**Data rows:**

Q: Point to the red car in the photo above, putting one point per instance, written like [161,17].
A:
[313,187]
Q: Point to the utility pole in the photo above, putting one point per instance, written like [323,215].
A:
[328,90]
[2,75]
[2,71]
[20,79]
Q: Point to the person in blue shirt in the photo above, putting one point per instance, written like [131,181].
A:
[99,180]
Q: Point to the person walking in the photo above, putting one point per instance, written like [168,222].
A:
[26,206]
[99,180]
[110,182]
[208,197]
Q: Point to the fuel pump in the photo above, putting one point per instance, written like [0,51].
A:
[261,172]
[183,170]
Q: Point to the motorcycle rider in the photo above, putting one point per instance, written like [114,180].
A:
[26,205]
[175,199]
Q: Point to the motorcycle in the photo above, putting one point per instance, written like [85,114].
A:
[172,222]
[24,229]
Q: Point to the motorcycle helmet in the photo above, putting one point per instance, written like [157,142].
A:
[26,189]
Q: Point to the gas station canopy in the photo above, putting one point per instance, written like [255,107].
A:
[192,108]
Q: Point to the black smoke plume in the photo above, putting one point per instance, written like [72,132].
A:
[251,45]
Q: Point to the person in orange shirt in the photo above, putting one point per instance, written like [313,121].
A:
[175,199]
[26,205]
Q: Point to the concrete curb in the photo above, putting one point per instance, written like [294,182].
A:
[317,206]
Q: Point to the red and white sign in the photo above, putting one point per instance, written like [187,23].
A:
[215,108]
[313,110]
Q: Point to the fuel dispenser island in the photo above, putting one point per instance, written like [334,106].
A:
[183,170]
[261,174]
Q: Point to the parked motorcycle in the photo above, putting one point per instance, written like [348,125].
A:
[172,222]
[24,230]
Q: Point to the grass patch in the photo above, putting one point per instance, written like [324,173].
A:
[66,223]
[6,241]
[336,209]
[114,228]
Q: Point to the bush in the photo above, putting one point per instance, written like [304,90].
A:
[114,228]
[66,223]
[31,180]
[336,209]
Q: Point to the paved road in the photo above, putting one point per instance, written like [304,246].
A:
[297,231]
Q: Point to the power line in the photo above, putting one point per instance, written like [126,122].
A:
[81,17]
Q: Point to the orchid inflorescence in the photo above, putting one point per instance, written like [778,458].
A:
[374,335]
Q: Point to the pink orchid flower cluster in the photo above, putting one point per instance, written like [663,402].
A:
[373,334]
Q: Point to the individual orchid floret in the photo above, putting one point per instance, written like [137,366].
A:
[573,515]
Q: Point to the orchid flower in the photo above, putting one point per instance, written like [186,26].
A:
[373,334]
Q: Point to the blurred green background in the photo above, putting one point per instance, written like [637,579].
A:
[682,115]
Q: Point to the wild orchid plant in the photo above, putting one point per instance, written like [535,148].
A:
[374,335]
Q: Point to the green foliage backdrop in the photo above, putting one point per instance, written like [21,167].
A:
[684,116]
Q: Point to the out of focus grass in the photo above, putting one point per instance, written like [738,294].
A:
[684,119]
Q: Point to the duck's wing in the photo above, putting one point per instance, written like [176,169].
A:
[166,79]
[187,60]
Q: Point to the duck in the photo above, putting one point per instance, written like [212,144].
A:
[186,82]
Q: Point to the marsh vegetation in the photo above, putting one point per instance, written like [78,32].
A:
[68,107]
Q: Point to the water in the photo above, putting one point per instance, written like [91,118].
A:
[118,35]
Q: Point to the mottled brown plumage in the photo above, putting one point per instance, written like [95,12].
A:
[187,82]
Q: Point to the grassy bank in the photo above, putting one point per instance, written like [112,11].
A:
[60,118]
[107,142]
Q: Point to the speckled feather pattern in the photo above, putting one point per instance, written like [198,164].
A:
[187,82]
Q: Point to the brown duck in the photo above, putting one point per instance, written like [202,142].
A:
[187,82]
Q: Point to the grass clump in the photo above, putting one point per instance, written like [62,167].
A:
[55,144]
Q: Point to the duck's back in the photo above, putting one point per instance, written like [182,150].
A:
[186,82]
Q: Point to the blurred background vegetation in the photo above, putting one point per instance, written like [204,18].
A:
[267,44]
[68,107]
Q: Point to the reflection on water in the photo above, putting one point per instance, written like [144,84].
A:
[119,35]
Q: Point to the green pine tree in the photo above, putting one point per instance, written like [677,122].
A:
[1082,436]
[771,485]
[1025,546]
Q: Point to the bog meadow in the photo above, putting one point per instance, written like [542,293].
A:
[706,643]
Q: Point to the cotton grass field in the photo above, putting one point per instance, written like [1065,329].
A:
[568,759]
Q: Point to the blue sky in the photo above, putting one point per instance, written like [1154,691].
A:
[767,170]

**Problem:** Find the line containing "Q: Point to the brown" in the material above. Print it and every line after it through the end, exactly and only those.

**Response for this exercise:**
Q: Point to the brown duck in the photo above, putting one point per instance, written like [202,142].
A:
[187,82]
Q: Point to the grass clump in the photo above, putting one point per instance, written like [62,167].
A:
[55,144]
Q: Point to the duck's back in the photo above, putting one point per instance, written like [182,150].
A:
[186,82]
Q: Point to the blurred background vegetation in the photo above, putting one point per instance, written like [204,18].
A:
[267,44]
[68,107]
Q: Point to the reflection on water in the photo above, putting one point per instance, written like [144,84].
A:
[119,35]
Q: Point to the green pine tree in the photo above, putting one point per instance, written like [677,122].
A:
[1082,436]
[771,485]
[1025,546]
Q: Point to the bog meadow in the photo above, putting one point per instance, written like [542,293].
A:
[706,643]
Q: Point to the cotton grass field in the photo above, putting one point per instance, written like [1065,329].
A:
[568,759]
Q: Point to the blue sky in the photo above, putting one point per instance, written like [1154,691].
A:
[767,170]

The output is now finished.